Instructions to follow: Please reproduce everything in the data below, from the line containing "Habitat-census task: mark the small" down to the line containing "point(759, 20)", including both of those lines.

Stored rows:
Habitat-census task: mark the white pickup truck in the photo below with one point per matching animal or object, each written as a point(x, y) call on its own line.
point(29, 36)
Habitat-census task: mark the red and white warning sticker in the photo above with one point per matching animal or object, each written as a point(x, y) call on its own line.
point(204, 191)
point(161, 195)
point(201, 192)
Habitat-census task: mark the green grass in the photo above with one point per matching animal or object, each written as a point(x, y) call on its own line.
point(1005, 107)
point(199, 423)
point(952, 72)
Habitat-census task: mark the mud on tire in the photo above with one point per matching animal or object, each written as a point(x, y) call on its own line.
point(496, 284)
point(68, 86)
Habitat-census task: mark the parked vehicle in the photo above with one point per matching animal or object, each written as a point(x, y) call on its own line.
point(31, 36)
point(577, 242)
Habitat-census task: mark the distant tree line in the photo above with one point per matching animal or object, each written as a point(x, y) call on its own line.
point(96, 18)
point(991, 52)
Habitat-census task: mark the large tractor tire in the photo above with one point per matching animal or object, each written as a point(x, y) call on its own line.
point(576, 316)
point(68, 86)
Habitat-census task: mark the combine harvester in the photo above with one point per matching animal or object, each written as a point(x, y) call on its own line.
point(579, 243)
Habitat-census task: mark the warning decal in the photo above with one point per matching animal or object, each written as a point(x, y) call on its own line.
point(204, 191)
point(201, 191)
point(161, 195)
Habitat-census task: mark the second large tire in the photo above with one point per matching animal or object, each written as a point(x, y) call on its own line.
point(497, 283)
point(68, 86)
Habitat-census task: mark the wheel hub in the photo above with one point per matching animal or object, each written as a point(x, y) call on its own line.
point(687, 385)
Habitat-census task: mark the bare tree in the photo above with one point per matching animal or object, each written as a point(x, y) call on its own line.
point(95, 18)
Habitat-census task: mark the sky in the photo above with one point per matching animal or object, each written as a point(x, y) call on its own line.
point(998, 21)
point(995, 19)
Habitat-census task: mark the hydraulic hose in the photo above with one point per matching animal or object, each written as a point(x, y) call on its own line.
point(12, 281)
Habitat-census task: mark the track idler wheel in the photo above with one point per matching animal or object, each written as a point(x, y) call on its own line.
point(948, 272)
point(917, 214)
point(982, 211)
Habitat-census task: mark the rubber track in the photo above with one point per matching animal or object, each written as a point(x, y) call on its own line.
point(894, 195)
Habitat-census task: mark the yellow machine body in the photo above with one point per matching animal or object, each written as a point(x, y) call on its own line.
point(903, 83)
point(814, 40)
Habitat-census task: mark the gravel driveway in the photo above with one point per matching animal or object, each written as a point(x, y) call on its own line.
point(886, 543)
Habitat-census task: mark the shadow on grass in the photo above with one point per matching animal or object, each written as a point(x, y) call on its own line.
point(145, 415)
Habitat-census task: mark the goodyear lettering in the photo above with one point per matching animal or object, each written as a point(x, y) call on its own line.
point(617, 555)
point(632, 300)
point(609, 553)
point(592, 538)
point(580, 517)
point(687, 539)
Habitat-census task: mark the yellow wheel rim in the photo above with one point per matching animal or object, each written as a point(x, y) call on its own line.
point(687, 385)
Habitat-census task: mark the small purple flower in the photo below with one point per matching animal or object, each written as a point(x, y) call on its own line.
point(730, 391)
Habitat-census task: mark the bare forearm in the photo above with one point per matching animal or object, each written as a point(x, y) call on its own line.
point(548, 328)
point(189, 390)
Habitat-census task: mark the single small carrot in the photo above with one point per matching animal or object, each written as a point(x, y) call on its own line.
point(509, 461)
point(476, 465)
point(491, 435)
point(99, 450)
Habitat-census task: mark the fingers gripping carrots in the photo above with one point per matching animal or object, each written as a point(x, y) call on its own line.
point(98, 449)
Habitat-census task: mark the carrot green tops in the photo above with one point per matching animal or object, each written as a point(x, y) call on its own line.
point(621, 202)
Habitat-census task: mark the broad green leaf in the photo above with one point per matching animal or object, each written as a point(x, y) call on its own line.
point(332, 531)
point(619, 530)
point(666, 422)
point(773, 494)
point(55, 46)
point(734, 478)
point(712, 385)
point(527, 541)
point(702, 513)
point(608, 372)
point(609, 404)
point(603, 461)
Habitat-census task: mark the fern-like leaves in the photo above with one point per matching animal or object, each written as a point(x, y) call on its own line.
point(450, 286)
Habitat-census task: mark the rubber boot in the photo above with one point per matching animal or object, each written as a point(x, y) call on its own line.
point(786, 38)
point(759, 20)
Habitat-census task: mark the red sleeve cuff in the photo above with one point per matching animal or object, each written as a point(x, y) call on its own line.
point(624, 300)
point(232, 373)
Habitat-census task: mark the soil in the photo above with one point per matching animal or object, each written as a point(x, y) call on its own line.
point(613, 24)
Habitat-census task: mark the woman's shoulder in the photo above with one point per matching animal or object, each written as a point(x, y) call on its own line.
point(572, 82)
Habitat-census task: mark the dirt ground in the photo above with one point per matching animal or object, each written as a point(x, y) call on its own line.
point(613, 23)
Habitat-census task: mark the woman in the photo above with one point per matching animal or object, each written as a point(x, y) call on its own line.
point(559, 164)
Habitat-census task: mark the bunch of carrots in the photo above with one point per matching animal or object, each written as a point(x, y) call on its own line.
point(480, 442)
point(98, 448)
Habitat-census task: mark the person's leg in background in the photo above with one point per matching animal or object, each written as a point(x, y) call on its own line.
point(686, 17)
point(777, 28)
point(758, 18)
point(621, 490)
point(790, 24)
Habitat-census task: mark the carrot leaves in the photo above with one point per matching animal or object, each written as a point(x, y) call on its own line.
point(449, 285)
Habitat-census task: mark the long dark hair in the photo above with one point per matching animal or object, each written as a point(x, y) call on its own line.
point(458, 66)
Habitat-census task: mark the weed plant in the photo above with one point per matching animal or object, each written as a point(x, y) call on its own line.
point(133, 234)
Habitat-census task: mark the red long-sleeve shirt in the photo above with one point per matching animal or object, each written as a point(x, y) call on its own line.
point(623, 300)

Result:
Habitat-census task: mark the small purple flower in the photo below with one point per matching animal or object, each written as a point(x, y) call on its own line.
point(730, 391)
Habitat-census task: mark the bare forearm in the photo above with one point per matching animal or object, each written as a point(x, y) call on its own line.
point(548, 328)
point(189, 390)
Habitat-census task: mark the single small carrot in the photo above with one point per matching animal or object, each written as a point(x, y) call on its own line.
point(509, 461)
point(476, 465)
point(491, 435)
point(99, 450)
Habitat-census task: mark the fingers gripping carrots in the photo above with one point per matching animal or object, each written as a point(x, y) call on its own line.
point(98, 449)
Habitat-census task: mark the carrot green tops in the photo above with one point per matching animal or object, each written as a point(x, y) call on its own line.
point(621, 202)
Habitat-census task: mark the broad green leaf in the photo above with one point per matching animal or object, each written as a point(x, y) call on its own line.
point(332, 531)
point(619, 530)
point(666, 422)
point(773, 494)
point(55, 46)
point(734, 478)
point(712, 385)
point(527, 541)
point(702, 513)
point(608, 372)
point(609, 404)
point(603, 461)
Habitat-census task: mark the fern-like leaves in the photo above with one point per matching animal or object, each written as a point(x, y) call on its own line.
point(450, 286)
Habitat-census task: mark the rubber boot in the photo above with one point per matching animal or object, each written as a point(x, y) call on its own line.
point(786, 38)
point(759, 20)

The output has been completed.